Saved entries
_ _ _

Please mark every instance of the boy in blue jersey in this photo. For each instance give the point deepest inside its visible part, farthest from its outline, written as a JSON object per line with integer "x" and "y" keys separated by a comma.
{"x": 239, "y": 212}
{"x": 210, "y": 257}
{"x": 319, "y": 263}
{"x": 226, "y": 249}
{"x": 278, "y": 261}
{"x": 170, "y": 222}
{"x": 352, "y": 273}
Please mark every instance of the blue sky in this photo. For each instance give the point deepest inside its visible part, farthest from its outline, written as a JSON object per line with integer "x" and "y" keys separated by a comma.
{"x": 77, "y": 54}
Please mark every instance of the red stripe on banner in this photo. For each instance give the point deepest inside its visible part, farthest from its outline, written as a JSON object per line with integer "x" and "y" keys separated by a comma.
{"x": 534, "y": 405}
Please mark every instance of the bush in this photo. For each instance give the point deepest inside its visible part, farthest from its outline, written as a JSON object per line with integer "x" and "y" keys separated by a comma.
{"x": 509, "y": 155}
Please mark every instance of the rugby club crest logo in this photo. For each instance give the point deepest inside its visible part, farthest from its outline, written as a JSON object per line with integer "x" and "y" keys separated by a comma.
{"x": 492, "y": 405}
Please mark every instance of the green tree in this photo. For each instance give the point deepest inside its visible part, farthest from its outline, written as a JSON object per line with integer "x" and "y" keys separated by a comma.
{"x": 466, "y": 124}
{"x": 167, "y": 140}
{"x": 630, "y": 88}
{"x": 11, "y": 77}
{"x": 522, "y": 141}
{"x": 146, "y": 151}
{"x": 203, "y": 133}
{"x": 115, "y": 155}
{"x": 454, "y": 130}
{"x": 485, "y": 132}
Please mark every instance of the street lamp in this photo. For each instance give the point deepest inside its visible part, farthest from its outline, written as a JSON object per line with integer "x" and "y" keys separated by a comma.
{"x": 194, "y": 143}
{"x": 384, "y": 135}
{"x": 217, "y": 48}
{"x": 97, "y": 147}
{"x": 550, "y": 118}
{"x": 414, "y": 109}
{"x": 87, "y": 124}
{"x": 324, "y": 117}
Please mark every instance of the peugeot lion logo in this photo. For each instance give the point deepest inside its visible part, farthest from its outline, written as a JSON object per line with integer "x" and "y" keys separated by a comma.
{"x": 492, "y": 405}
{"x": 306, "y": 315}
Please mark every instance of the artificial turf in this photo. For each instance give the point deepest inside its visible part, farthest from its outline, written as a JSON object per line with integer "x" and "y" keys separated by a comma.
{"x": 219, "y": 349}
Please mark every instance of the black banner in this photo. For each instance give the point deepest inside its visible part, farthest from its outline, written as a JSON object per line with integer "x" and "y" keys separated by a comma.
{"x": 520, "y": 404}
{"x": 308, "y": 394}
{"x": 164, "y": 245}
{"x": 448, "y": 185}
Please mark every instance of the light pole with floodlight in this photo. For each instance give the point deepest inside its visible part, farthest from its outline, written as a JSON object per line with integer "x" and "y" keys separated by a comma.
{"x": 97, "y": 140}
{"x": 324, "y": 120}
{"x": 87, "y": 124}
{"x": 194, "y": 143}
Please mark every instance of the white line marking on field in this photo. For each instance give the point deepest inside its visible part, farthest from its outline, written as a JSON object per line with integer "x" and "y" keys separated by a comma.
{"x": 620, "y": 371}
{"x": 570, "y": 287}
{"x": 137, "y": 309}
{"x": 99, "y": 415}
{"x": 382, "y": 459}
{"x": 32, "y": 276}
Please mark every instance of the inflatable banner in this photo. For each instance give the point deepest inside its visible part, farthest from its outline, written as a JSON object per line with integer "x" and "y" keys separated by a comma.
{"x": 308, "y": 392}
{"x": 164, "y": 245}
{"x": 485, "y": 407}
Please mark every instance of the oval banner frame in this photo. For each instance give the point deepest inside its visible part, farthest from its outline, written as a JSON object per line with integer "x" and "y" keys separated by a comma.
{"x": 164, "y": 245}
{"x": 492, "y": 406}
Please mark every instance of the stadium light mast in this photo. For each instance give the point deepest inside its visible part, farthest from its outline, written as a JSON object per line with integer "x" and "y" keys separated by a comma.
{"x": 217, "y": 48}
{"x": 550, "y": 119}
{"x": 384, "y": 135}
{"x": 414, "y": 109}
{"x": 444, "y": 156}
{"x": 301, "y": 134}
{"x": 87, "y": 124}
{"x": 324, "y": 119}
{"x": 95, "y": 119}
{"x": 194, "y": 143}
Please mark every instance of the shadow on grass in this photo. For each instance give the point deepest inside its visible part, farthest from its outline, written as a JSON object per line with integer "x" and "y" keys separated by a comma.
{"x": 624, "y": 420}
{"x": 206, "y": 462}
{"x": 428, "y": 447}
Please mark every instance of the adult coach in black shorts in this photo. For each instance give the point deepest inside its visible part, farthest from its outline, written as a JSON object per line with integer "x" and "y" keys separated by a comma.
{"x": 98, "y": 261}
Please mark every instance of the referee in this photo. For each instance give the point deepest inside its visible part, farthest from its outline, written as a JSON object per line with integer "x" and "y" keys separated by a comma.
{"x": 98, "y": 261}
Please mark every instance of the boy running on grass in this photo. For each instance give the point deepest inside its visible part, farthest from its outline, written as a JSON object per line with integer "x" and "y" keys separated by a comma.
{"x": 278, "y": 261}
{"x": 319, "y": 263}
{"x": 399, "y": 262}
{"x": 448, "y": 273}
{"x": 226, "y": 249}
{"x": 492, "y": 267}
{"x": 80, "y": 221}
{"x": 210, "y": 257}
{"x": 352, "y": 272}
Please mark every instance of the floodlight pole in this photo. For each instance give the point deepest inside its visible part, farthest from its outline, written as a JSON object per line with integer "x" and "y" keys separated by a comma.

_ _ _

Each record must be returned exactly as it is written.

Please mark every instance of the boy in blue jersey in this photo. For each instance give the point deepest inside its visible part, farthest from its outline, written as a JSON object per line with integer "x" and "y" keys separated by a comma.
{"x": 239, "y": 212}
{"x": 210, "y": 257}
{"x": 319, "y": 263}
{"x": 226, "y": 249}
{"x": 278, "y": 261}
{"x": 170, "y": 222}
{"x": 352, "y": 273}
Please mark every instance of the blue sky in this photo. For each instance give the point deepest inside its visible part, farthest from its outline, written as a JSON object per line with integer "x" and "y" keys separated by a comma.
{"x": 77, "y": 54}
Please mark every instance of the red stripe on banner in this photo. For each instance give the point deepest inside its visible part, farthest from its outline, written as a JSON object per line with integer "x" and "y" keys separated by a comma.
{"x": 534, "y": 405}
Please mark every instance of the bush in this photo. For each instance give the point deepest inside its visible part, farthest from its outline, written as a JSON object per line with integer "x" and "y" keys separated by a comma.
{"x": 509, "y": 155}
Please mark every instance of the rugby club crest logo in this photo. For each instance give the point deepest inside its visible part, farthest from its outline, written as a JSON object per line with integer "x" and "y" keys separated by a comma.
{"x": 492, "y": 405}
Please mark every instance of the green tree in this photo. For each instance give the point deepest inside its visible part, farthest from its outline, written as a JSON object per line with integer "x" and "y" keys separated by a comma.
{"x": 466, "y": 124}
{"x": 167, "y": 140}
{"x": 630, "y": 88}
{"x": 11, "y": 77}
{"x": 522, "y": 141}
{"x": 146, "y": 151}
{"x": 203, "y": 133}
{"x": 115, "y": 155}
{"x": 454, "y": 130}
{"x": 485, "y": 132}
Please mark every instance of the street lamp in this photo. For each instance give the point deepest inside its visible part, farthest from its outline, written as a JSON object per line with integer "x" and "y" keys separated by a comma.
{"x": 194, "y": 143}
{"x": 384, "y": 135}
{"x": 217, "y": 48}
{"x": 97, "y": 147}
{"x": 550, "y": 118}
{"x": 414, "y": 109}
{"x": 87, "y": 124}
{"x": 324, "y": 117}
Please mark every instance of the peugeot lion logo in this photo. For each instance give the point deepest inside its visible part, farthest from its outline, written as a JSON object per line with integer "x" and "y" keys separated by a comma.
{"x": 492, "y": 405}
{"x": 306, "y": 315}
Please mark every instance of the artificial turf in this photo. For each instance give the point deepest inside its visible part, farthest from its outline, written as a JSON object per line with integer "x" and "y" keys separated by a comma.
{"x": 219, "y": 349}
Please mark every instance of the black banner in this photo. For each instance give the point deepest inside its visible part, farthest from its outline, written as a JSON object per line with integer "x" and "y" keys separated by a comma.
{"x": 520, "y": 404}
{"x": 308, "y": 394}
{"x": 164, "y": 245}
{"x": 448, "y": 185}
Please mark every instance of the light pole with floodlight in this photo. For each instance give the point deepest inside its visible part, farthest from its outline, written as a JSON object per line with integer "x" and "y" keys separated by a comma.
{"x": 97, "y": 140}
{"x": 324, "y": 120}
{"x": 87, "y": 124}
{"x": 194, "y": 143}
Please mark every instance of the white line marking on field in this photo. For each instance give the point deepest inside its visible part, farthest from its outline, written as a JSON object per line with integer "x" and "y" keys separated by a comma.
{"x": 620, "y": 371}
{"x": 570, "y": 287}
{"x": 137, "y": 309}
{"x": 99, "y": 415}
{"x": 382, "y": 459}
{"x": 32, "y": 276}
Please mark every instance of the inflatable banner in this photo. For each instance give the point deepest inside its visible part, farthest from its outline, written as a JSON object per line with integer "x" and "y" keys separated by a comma.
{"x": 308, "y": 392}
{"x": 164, "y": 245}
{"x": 485, "y": 407}
Please mark every instance of the oval banner frame in this photo. For each instance give the point deepest inside its visible part, farthest from its outline, written as a JSON object per line with integer "x" and "y" keys separated by a comma.
{"x": 164, "y": 245}
{"x": 492, "y": 406}
Please mark every instance of the stadium light mast in this photo. For each instance give the point deepest inside its visible part, farthest from its outline, written as a JSON object per line with integer "x" and "y" keys separated by a comma.
{"x": 217, "y": 48}
{"x": 550, "y": 119}
{"x": 384, "y": 135}
{"x": 414, "y": 109}
{"x": 444, "y": 156}
{"x": 301, "y": 134}
{"x": 87, "y": 124}
{"x": 324, "y": 119}
{"x": 95, "y": 119}
{"x": 194, "y": 143}
Please mark every instance of the shadow on grass in this photo. For each instance give the point deepest inside its visible part, farthest from its outline, written as a JSON object per line with integer "x" and "y" keys separated by a comma.
{"x": 624, "y": 420}
{"x": 206, "y": 462}
{"x": 428, "y": 447}
Please mark every instance of the adult coach in black shorts in this photo. For each instance give the point deepest inside its visible part, farthest from its outline, written as a JSON object per line with integer "x" and "y" keys separated by a comma.
{"x": 98, "y": 261}
Please mark every instance of the referee in this photo. For each instance give the point deepest inside its visible part, farthest from its outline, written as a JSON object per line with integer "x" and "y" keys separated by a comma.
{"x": 98, "y": 261}
Please mark every instance of the boy running on grass in this photo. For each instance give the point deepest inside its visible part, farthest from its outline, written as a JSON object per line with integer "x" and "y" keys separated by a comma.
{"x": 278, "y": 261}
{"x": 319, "y": 263}
{"x": 399, "y": 262}
{"x": 448, "y": 273}
{"x": 226, "y": 249}
{"x": 492, "y": 267}
{"x": 80, "y": 221}
{"x": 210, "y": 257}
{"x": 352, "y": 272}
Please mark every instance of the floodlight pole in this photo. For each instance give the point deepest inside its visible part, farthest from its outline, written as a JSON object per line with integer "x" and "y" keys separated by a comma.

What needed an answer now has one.